▶ [Task brief]: Each of the lines below must be retyped character for character.

▶ [Dataset extract]:
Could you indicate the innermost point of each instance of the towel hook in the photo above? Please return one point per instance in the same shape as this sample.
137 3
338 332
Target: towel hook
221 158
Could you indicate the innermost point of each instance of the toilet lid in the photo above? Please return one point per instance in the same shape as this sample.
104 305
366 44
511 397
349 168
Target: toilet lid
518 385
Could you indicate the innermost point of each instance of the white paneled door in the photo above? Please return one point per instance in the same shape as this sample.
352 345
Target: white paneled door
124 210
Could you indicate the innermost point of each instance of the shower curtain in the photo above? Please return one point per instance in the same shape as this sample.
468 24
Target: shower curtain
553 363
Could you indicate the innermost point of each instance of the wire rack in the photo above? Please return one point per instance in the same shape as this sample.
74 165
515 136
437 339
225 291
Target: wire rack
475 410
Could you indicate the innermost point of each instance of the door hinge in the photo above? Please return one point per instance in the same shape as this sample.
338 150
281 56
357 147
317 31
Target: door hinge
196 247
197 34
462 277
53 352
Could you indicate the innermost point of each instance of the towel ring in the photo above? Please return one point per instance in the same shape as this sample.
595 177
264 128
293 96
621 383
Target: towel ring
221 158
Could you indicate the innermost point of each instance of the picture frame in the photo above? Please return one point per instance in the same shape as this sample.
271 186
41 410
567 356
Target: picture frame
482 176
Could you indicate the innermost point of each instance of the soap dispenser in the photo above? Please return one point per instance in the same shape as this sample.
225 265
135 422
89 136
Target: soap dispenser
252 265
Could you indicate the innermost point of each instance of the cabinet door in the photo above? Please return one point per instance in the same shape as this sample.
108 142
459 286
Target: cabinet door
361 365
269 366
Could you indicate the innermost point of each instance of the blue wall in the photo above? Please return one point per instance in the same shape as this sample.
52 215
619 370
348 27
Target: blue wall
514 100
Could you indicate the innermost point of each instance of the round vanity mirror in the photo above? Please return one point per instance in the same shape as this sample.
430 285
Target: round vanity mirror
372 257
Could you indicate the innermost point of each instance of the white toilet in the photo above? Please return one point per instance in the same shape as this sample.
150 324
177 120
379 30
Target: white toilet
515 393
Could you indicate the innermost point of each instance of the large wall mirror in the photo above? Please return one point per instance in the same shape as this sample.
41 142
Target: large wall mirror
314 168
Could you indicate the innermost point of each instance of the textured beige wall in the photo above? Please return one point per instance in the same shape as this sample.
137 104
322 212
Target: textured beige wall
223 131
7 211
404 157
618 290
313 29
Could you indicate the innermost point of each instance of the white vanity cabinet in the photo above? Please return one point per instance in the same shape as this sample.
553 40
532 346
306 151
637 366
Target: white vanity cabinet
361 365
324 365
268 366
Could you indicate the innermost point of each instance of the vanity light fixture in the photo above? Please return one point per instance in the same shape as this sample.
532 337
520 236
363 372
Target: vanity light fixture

▶ [Exercise response]:
Could you indicate the innermost point of each instance of the towel hook in the photo above? Please return one point per instance in the same shape as this sample.
137 3
338 332
Target: towel hook
221 158
Could you indicate the innermost point of each instance of the toilet lid in the photo above? Please return one point per instance in the same shape as this sample.
104 305
366 44
511 397
349 168
Target: toilet lid
518 385
Could you indicate the innermost point of each instance of the white paneled door in the photo above? Please return one point per instance in the same shape as this sample.
352 345
Target: white paneled door
124 210
Could you indicate the innermost point of each instance of the shower curtain in the photo above? Please return one point per instance in the same shape as this sample.
468 24
Target: shower curtain
553 363
Could you indicate the innermost point of each instance of the wire rack in the photo above? Please return one point per instance in the same shape as this sample.
74 165
515 136
437 339
225 291
Target: wire rack
475 410
Could you indicate the innermost point of each instance of the door hinge in the photo above? Please return one point per instance in the same shape as this sample.
338 150
281 56
357 147
317 31
Target: door hinge
196 247
197 34
462 277
53 352
Could you indicate the innermost point of each instance of the towel ring in the photo above? Please return one point per instance in the same shape as this sample.
595 177
264 128
293 96
621 383
Target: towel ring
221 158
Could you indicate the innermost point of each instance of the picture frame in the photo above? Please return one point per instance in the same shape as this sample.
271 186
41 410
567 356
Target: picture frame
482 176
Could you indicate the innermost point of each instance of the soap dispenser in the photo above? Please return one point per instance in the same shape as this sample.
225 265
135 422
89 136
Target: soap dispenser
252 265
Could you indicate the innermost point of each instance of the cabinet door in the photo above? Please return one point per instance in the same shape as this sample.
108 142
459 286
Target: cabinet door
361 365
269 366
Could you indicate the innermost point of each instance of the blue wall in the photo above? Please return one point per instance in the same shape as this sample.
52 215
619 370
348 27
Target: blue wall
514 100
Could you indicate the innermost point of each instance of the round vanity mirror in the photo above? Please return one point per instance in the same shape as this sample.
430 285
Target: round vanity mirror
372 257
Could you indicate the innermost point of each instance of the white toilet in the photo above? Please return one point per instance in the same shape as this sample.
150 324
177 120
379 30
Target: white toilet
515 393
Could you indicate the innermost point of each instance of the large wall mirror in the photo above? Please return one point per instance in the same shape as this sample.
41 142
Target: large wall mirror
314 168
Could you indicate the innermost point of each instance of the textured beige wall in the photo above? Please return one point per instance in the same shape as this sample.
137 104
322 212
Target: textured beige wall
223 131
7 211
404 157
618 290
313 29
Could you indicate the innermost point of each instance of the white vanity cabinet in the photo above? Please return one point per instance in the same shape as this sample.
553 40
532 346
306 151
637 366
Target: white vanity cabinet
361 365
324 365
268 366
Could you indicate the innermost point of each instance of the vanity light fixture in the photo above? Please return one point per instance in the same shape as this sample.
532 337
520 236
363 372
Target: vanity light fixture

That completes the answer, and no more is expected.